#### [Items in a dataset]
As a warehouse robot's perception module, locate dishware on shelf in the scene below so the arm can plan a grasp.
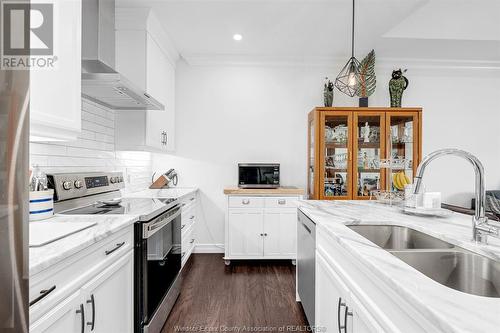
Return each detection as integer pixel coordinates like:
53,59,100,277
29,189,54,221
370,190,404,206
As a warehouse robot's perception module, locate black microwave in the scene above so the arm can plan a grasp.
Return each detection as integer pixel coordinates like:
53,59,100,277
238,163,280,188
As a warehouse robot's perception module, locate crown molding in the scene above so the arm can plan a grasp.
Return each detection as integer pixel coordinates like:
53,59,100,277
182,54,500,73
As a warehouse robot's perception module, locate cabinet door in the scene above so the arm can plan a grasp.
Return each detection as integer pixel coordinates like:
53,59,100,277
82,250,134,333
315,251,348,332
146,33,167,150
346,294,384,333
30,0,82,141
264,208,297,259
30,291,83,333
386,112,421,191
319,111,353,199
353,111,385,200
228,209,264,257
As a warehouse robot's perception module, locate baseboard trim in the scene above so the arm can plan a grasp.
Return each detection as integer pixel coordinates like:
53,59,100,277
193,244,224,253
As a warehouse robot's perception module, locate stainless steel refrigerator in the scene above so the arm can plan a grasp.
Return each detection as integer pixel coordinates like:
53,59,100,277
0,1,29,333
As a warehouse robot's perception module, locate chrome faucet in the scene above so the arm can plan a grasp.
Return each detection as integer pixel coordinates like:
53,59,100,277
413,149,500,242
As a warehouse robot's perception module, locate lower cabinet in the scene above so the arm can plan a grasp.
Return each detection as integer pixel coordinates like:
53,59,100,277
29,226,134,333
82,251,134,333
30,250,134,333
30,290,84,333
316,252,384,333
316,225,441,333
224,196,298,263
181,192,198,267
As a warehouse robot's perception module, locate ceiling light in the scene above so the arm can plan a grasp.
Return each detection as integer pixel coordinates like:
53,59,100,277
335,0,371,97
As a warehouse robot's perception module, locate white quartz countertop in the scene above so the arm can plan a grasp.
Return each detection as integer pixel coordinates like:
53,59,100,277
29,187,198,275
299,201,500,333
29,215,138,276
123,187,198,200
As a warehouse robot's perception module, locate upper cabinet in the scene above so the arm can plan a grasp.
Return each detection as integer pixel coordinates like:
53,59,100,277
115,8,179,151
308,107,422,200
30,0,82,141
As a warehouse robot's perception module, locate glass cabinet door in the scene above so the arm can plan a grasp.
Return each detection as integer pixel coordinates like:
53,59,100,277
353,112,385,200
387,112,419,191
320,111,352,199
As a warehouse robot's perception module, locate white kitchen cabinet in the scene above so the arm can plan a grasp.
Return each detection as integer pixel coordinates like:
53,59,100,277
82,251,134,333
228,208,264,257
30,291,85,333
29,226,134,333
315,252,384,333
264,208,297,258
115,8,178,151
181,192,198,267
224,195,300,264
30,0,82,141
315,250,348,332
314,225,440,333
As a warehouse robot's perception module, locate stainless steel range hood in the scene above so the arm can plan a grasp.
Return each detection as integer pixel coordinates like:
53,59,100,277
82,0,165,111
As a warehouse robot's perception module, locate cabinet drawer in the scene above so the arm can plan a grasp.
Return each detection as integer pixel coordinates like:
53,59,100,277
181,225,196,253
265,197,299,208
229,196,264,208
29,226,134,322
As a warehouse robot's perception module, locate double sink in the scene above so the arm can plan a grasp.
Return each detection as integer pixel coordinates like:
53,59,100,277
347,225,500,297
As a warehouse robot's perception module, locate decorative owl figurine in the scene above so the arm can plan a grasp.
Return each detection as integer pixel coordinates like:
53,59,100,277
389,68,409,108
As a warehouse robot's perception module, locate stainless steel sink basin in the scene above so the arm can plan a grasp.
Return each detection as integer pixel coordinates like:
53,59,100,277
391,250,500,297
347,225,453,250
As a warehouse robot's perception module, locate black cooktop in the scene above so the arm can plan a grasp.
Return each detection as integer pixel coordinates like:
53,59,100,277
61,198,176,219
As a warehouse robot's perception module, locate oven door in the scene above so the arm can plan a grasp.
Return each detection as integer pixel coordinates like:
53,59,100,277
136,206,181,332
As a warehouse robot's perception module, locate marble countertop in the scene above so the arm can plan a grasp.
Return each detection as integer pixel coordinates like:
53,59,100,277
29,187,198,275
123,187,198,200
299,201,500,332
29,215,139,276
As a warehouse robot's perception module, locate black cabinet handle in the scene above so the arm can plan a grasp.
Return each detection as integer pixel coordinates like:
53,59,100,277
344,306,352,333
29,285,56,306
104,242,125,255
87,294,95,331
76,304,85,333
337,297,347,333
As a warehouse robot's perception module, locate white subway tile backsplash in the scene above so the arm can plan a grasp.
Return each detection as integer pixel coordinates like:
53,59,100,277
30,101,151,192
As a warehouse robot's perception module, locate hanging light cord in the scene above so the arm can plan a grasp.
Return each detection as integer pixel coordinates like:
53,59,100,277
351,0,354,58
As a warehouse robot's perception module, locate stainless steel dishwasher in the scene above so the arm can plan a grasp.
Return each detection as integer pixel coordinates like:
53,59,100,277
297,210,316,326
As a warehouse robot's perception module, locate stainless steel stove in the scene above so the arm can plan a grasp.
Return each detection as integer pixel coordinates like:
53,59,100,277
48,172,182,333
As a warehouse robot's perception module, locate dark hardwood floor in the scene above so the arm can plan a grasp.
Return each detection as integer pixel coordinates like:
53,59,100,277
162,254,307,333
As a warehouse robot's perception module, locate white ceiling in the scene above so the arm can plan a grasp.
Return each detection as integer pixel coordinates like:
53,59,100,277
117,0,500,62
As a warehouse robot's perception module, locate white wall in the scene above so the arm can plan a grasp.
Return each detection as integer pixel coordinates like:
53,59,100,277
30,101,151,191
153,62,500,244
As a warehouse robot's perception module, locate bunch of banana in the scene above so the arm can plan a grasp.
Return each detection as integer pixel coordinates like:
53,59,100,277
392,171,411,191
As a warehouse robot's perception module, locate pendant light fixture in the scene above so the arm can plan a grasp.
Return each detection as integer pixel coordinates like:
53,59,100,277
335,0,366,97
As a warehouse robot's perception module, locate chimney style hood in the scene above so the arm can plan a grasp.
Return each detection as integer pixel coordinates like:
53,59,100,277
82,0,165,111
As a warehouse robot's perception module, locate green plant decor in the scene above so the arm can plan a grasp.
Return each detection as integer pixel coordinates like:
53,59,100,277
357,50,377,98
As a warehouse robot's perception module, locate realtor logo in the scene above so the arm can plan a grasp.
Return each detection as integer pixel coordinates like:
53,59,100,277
1,1,57,69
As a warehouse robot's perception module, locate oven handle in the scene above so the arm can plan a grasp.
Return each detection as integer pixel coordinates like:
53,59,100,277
143,208,181,238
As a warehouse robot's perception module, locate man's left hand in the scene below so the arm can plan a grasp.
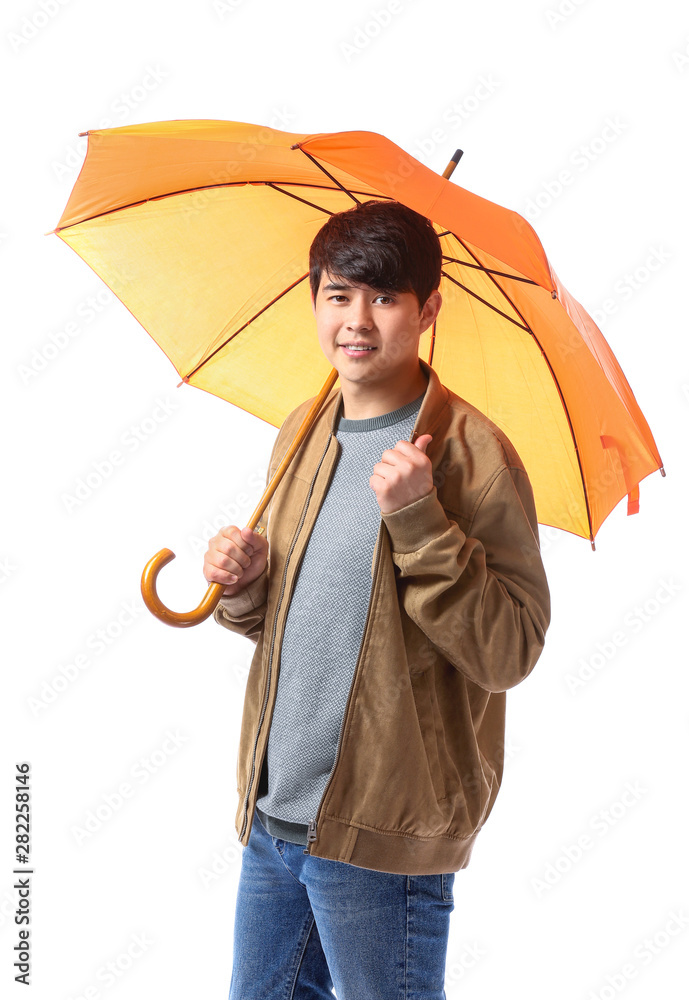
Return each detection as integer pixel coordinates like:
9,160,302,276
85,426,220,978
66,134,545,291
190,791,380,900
369,434,433,514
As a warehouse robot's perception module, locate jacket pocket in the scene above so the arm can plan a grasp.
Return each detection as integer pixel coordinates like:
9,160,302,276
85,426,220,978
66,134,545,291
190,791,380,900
410,671,447,800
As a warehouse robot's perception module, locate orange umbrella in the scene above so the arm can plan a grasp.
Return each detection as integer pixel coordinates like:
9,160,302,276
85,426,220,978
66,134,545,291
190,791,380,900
48,121,664,620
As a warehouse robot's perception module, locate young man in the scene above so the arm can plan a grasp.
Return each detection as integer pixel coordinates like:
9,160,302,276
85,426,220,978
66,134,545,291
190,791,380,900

#### [GIVEN TASK]
Reproduce all of the data above line for line, without changing any wording, and omit the pictures.

#### [RESPONSE TO THIS TASK]
As a warehouse robot's perception module, locate dishware on shelf in the scene below so the arm can plan a grasp.
Return each detection as integer pixel coordinates like:
53,59,100,277
29,189,54,221
370,190,404,206
As a warehouse robot's perception module, locate black microwave in the scene above so the arm can plan a grasp.
Return each detection as integer pixel coordinates like:
53,59,100,277
238,163,280,188
As a warehouse robot's perception module, locate crown molding in the scene above so the arm can plan a grasp.
Return each detection as integer pixel coordinates like:
53,59,100,277
182,54,500,73
As a warehouse robot's perception module, locate cabinet door in the scene above so the arm can plan a grasp.
Return each detection as integer pixel coordinates like:
53,59,100,277
82,250,134,333
315,251,348,332
146,33,167,150
346,294,384,333
30,0,82,141
264,208,297,259
30,291,83,333
386,112,421,191
319,111,353,199
353,111,385,200
228,209,264,257
As a warehouse robot's perception module, locate baseboard trim in the scene above so the arm can plan a grasp.
Return each detection as integer pixel coordinates like:
53,59,100,277
193,244,224,253
As a warehouse robot's perception module, locate stainless steel refrigerator in the scene above so the arm can plan a grasp.
Return each detection as integer pixel coordinates like:
53,59,100,277
0,1,29,333
As a warehouse robot's perception module, locate chrome faucet in the scene above so the arm can plan a grasp.
Return each detection as integer pixel coordinates like:
53,59,100,277
413,149,500,242
As a warehouse robot's perception module, locate lower cabinet in the scene above so the arm can plan a grasp.
Return each detection as integer pixel coordinates like:
53,59,100,277
29,226,134,333
82,251,134,333
30,250,134,333
30,290,84,333
316,252,384,333
316,225,441,333
224,196,298,263
181,192,198,267
As a warehouse robot's perception module, locate ceiling light in the scene above so the arm can plan a grasp.
Return each detection as integer pixel coordinates like:
53,59,100,277
335,0,371,97
As a warehouse robot's perception module, locate white quartz countertop in the scene above so the arm can plan a grasp.
Return each detection as integer pixel coordinates like:
53,59,100,277
29,187,198,275
299,201,500,333
29,215,138,276
123,187,198,200
As a warehouse robot's perception module, locate upper cabinet in the scene above so the arm can plan a grasp.
Return each detection as integer pixel coordinates like:
53,59,100,277
115,8,179,151
308,107,422,200
30,0,82,141
As a warehouse robot's perception module, locate glass cabinet door in the scene above so the arm can plan a grasp.
Return each detection as integer pixel coordinates like:
53,59,100,277
353,112,385,200
387,112,419,191
320,111,352,199
As a warehouse robot's perception module, locate white kitchen cabinet in the scene above so the arm can plan a grasp.
Return each detection as integer pixel coordinates like:
53,59,100,277
82,251,134,333
228,208,264,257
30,291,85,333
29,226,134,333
315,252,384,333
264,208,297,258
115,8,178,151
181,192,198,267
224,195,300,264
30,0,82,141
315,250,348,332
314,225,440,333
As a warehouse robot's perception module, locate stainless steel range hood in the scene above so the arm can plan a grasp.
Return each detection as integer pixel coordinates like:
53,59,100,277
82,0,165,111
As a warehouse robot's perception module, locate cabinet drawer in the scene above so the arm can plan a grasp.
Return each detection as integer pixel coordinates like:
53,59,100,277
181,225,196,253
265,197,299,208
229,196,264,208
29,226,134,322
As a warehouse robot's perception module, locate double sink in the scene above so the arm can plan a grasp.
Return each detection as integer pixel coordinates like:
53,59,100,277
347,225,500,297
As a warehouse robot's perception module, locate decorative owl figurine in the scene above so the arm can plan a grasp.
Return each detection as integer pixel coordinates like:
53,59,100,277
389,68,409,108
As a warehouse robot's perception module, locate stainless steel sink basin in the scene above so the arm can plan a grasp.
Return each detection as integer pixel coordinates like:
53,59,100,277
391,250,500,297
347,225,453,250
As a warehouse robot's perception module, locate black cooktop in the scene above so the arm can plan a grasp.
Return each detection as integer pixel coordinates like:
53,59,100,277
61,198,176,219
As a warehouse robot's perception module, locate oven door in the scene above so the arm can plan a grasp.
Return each detection as integer pixel coordinates like:
53,59,100,277
136,206,181,332
As a warehouse robot's perception module, locate marble countertop in the scene above so the arm can plan a grasp.
Return each detection as integer pixel coordinates like:
53,59,100,277
29,187,198,275
123,187,198,200
299,201,500,332
29,215,139,276
As a warehouse robot's perception module, locate black cabinet handle in the scene above so the arm can plan a grasp.
Return each detection as integer pixel coordinates like:
53,59,100,277
344,306,352,333
29,285,56,306
104,242,125,255
87,294,95,331
76,304,85,333
337,297,347,333
As a warehouse robot's perception module, locate white subway tile backsplash in the scene above so the arm can plan a grasp.
Return each detection as integer pixel coordinates like:
53,59,100,277
30,101,151,192
As a warehouse robot's perception module, locate hanging light cord in the scene above so the arm can plan a grasp.
Return each detection as integer pixel coordinates like:
53,59,100,277
351,0,354,58
As a warehouse robot's perception module, locate stainless steel dishwasher in the scene above so the arm can plan a grasp.
Return each detection as integer pixel coordinates like:
53,59,100,277
297,210,316,326
As a warehouse robot's perception module, locate stainless steel stove in the scene above so the arm can plan a grasp.
Return each detection as integer pixel coordinates like:
53,59,100,277
48,172,182,333
As a warehouse robot's perception module, locate dark hardwood floor in the scene above so the arm can plan a grasp.
Return each detection as integer pixel coordinates like:
53,59,100,277
162,254,307,333
As a warehouse robot's perception module, locate white ceiling in the scene above so the arm can plan a grasp.
Return each detection as integer pixel coordinates like:
53,59,100,277
117,0,500,62
As a warehouse robot's perception module, locate white wall in the scene above so the arm can plan a grasp.
Return each detection as integer pixel coordinates like:
53,59,100,277
30,101,151,191
153,62,500,244
As a warehouse robot's perception module, locate bunch of banana in the scene above so the arm can plan a grasp.
Return each detection as integer pixel coordinates like:
53,59,100,277
392,171,411,191
As a warehouse robot's perception module, locate pendant light fixture in the scene above so the arm can plan a grasp.
Return each detection as integer pixel coordinates like:
53,59,100,277
335,0,366,97
As a warehouse robot's perception module, locate chimney style hood in the scene above so the arm can plan a grasp.
Return each detection as integer pixel coordinates like:
53,59,100,277
82,0,165,111
As a warehouse robot's perception module, locate green plant decor in the scene above so the arm can plan a grasp.
Return each detection as integer pixel coordinates like:
53,59,100,277
357,50,377,98
As a warehouse robot's perception module, locate realtor logo in the scene above so the arm can plan a grasp.
Return each detection as integer pixel coordinates like:
53,59,100,277
1,1,57,69
As a warehouse robot's perception module, locate oven handle in the scene above so the arm can plan a grasp.
Return each detection as integer pixel coordinates like:
53,59,100,277
143,208,181,238
As a warehouse robot's perception module, locate man's left hand in the scene below so the arm can plan a grasp.
Return each detection as integer pixel coordinates like:
9,160,302,276
85,426,220,978
66,134,545,291
190,791,380,900
369,434,433,514
As a warehouse robot's perception module, locate jacket pocket in the scene above so the arm can plan a grasp.
Return each detection as integer pixel coordinates like:
9,160,302,276
85,426,220,978
66,134,545,291
190,791,380,900
410,671,447,800
As a warehouse robot's perception module, locate orange umbrella in the scene above so the arm can plan a grasp.
Return each detection as integer pixel coordinates like:
9,160,302,276
85,426,220,978
66,134,545,291
190,791,380,900
48,121,664,620
As a warehouse robot's perception module, locate young man in the scene above so the arm can plan a grasp.
Return each detection as integer pixel coordinates like:
9,160,302,276
85,426,220,978
66,134,545,291
190,791,380,900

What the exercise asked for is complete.